[Natural-language object grounding data]
★ ★ ★ ★

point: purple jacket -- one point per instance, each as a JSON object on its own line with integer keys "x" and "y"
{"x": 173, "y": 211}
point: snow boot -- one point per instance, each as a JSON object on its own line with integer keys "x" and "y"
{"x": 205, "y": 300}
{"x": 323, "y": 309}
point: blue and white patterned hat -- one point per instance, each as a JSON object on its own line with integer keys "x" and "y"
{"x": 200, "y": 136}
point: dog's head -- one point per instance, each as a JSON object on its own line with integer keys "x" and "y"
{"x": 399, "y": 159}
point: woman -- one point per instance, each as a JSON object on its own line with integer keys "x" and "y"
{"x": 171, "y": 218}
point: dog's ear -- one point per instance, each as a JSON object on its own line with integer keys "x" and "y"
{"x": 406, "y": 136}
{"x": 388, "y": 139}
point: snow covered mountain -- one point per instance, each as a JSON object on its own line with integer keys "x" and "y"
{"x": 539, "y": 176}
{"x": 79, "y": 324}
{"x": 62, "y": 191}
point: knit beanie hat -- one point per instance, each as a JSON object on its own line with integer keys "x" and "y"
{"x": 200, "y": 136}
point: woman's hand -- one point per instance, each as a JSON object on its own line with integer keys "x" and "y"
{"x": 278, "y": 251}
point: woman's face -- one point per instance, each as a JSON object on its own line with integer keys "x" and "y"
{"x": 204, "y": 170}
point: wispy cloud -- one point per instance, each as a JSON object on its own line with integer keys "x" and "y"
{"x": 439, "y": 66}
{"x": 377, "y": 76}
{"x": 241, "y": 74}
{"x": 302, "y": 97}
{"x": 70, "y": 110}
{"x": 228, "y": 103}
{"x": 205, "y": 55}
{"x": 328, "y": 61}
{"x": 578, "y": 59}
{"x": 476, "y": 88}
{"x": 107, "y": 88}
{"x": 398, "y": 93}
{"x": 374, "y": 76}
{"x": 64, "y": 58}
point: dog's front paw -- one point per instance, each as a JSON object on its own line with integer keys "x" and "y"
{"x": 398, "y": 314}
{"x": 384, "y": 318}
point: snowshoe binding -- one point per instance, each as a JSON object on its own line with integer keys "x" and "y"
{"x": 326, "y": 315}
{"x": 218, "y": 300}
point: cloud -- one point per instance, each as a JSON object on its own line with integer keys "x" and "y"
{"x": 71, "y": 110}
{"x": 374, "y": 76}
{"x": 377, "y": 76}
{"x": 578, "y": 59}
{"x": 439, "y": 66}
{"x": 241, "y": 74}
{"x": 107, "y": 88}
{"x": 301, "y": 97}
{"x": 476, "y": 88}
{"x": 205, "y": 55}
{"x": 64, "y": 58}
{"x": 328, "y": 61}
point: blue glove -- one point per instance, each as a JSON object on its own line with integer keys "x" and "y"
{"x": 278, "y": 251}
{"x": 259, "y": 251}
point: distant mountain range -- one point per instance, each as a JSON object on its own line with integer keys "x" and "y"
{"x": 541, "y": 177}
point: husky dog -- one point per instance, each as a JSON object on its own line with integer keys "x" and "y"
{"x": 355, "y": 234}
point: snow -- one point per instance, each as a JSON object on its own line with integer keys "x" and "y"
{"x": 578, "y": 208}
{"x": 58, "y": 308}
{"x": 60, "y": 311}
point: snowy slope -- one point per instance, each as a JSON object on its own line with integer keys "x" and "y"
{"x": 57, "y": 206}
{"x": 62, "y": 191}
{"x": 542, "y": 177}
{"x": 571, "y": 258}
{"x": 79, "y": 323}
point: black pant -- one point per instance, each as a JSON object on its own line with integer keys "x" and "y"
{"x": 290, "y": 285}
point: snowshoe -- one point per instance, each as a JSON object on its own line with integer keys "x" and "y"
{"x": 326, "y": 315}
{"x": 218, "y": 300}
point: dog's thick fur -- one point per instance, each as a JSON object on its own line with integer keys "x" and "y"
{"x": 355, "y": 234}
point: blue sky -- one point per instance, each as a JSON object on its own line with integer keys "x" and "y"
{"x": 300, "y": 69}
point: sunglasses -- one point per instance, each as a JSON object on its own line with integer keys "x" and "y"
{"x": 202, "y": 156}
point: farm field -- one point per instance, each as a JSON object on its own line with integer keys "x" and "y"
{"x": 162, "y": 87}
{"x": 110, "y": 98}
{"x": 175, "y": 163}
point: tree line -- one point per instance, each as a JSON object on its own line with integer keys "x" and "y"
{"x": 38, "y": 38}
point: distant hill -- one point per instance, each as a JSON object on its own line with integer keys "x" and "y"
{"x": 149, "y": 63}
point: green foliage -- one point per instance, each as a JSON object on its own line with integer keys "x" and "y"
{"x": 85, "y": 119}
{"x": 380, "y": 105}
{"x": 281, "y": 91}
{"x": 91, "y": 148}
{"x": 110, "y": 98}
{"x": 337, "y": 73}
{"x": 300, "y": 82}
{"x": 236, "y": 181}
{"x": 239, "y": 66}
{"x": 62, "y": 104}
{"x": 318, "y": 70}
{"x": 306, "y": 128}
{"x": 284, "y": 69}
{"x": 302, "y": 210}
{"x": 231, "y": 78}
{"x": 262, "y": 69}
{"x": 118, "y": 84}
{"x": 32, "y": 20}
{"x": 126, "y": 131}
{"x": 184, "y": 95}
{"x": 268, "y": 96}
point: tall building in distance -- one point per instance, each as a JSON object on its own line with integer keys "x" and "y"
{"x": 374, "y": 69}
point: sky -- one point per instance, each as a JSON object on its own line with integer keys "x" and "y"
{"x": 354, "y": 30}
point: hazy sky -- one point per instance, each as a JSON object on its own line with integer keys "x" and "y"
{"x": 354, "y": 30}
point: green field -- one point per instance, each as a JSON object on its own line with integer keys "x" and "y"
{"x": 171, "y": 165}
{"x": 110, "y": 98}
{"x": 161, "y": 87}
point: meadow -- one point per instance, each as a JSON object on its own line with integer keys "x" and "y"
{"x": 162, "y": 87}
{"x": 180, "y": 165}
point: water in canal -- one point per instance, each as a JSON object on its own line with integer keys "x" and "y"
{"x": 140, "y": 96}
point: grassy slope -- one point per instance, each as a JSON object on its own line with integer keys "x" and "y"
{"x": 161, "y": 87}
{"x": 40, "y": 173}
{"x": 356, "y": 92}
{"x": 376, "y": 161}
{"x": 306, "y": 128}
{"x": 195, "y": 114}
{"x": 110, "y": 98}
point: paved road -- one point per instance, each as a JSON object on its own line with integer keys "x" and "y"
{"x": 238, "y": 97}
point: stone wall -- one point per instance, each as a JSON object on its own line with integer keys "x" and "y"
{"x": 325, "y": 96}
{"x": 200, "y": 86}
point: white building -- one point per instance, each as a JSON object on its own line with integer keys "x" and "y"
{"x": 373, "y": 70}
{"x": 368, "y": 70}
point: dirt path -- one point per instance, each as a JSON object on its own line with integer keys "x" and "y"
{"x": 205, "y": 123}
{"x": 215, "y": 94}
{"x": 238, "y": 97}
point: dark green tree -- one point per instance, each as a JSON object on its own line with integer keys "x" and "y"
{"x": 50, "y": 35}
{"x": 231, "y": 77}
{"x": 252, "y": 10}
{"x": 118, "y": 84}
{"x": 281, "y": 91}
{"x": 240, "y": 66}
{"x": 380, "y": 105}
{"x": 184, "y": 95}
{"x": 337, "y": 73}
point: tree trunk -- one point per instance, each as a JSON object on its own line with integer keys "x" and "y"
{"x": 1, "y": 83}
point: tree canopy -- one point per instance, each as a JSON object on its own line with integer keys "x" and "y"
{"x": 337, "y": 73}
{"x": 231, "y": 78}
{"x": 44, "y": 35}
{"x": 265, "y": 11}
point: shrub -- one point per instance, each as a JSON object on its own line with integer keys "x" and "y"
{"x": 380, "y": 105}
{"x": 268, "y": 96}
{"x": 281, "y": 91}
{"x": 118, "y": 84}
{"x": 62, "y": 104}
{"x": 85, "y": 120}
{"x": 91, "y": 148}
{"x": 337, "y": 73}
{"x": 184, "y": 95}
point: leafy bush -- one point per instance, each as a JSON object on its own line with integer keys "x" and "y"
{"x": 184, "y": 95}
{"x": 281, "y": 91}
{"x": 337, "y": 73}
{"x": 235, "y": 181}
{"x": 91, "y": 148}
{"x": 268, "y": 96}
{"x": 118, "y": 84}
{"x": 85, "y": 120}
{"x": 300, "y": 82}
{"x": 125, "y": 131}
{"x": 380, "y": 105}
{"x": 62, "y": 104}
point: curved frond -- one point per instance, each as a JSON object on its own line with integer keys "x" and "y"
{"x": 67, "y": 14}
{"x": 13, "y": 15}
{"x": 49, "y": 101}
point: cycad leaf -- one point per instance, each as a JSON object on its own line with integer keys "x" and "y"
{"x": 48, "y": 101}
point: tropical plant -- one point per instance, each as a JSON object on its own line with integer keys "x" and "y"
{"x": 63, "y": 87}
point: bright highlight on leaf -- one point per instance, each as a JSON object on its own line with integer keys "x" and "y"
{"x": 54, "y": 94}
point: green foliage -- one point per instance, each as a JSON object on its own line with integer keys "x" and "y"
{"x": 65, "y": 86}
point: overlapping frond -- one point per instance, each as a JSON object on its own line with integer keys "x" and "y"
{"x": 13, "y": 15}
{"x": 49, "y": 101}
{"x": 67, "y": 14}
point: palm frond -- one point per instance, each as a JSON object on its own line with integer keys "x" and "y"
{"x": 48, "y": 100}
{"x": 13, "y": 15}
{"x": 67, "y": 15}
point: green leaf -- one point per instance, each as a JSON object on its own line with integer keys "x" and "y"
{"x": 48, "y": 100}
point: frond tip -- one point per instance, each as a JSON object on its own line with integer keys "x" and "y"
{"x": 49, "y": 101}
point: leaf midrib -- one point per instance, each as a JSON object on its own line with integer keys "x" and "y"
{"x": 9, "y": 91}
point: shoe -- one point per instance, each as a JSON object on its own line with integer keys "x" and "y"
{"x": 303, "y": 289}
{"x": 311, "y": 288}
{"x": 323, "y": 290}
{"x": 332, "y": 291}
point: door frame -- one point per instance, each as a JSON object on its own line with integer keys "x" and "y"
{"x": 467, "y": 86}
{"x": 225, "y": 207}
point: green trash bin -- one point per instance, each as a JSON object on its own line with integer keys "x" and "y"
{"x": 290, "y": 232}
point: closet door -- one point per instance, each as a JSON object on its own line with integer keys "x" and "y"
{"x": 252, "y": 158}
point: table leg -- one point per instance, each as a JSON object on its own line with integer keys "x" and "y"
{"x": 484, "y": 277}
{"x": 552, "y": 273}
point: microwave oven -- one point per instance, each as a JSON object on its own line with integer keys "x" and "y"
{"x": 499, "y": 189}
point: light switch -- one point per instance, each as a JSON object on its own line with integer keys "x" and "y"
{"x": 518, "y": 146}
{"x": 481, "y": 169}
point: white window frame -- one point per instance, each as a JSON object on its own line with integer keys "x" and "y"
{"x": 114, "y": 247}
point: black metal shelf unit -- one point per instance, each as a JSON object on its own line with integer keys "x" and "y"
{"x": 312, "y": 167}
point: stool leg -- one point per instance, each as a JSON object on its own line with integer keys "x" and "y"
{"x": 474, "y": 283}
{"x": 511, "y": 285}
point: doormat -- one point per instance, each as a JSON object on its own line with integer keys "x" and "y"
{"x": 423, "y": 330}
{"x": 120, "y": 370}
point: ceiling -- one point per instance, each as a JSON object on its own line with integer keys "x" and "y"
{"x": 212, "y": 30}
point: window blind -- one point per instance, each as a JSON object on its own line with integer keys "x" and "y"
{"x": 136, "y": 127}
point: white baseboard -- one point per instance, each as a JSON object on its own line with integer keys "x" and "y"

★ ★ ★ ★

- [The task]
Please restate, exactly as written, the line that holds "point: stool leg" and all remaining lines of the data above, and only those.

- [Problem solution]
point: stool leg -- one point per instance, each as a JSON object on its own line with integer keys "x" and "y"
{"x": 474, "y": 283}
{"x": 511, "y": 285}
point: doormat -- one point per instance, each as a JSON object on its own line with integer keys "x" and "y"
{"x": 423, "y": 330}
{"x": 120, "y": 370}
point: ceiling -- one point per instance, each as a JSON object on its own line with integer keys "x" and "y"
{"x": 212, "y": 30}
point: window blind -- one point per instance, each as a JSON object on its own line with integer keys "x" and "y"
{"x": 136, "y": 127}
point: white baseboard -- one point per instance, each as a JSON object on its own line with integer keys "x" and "y"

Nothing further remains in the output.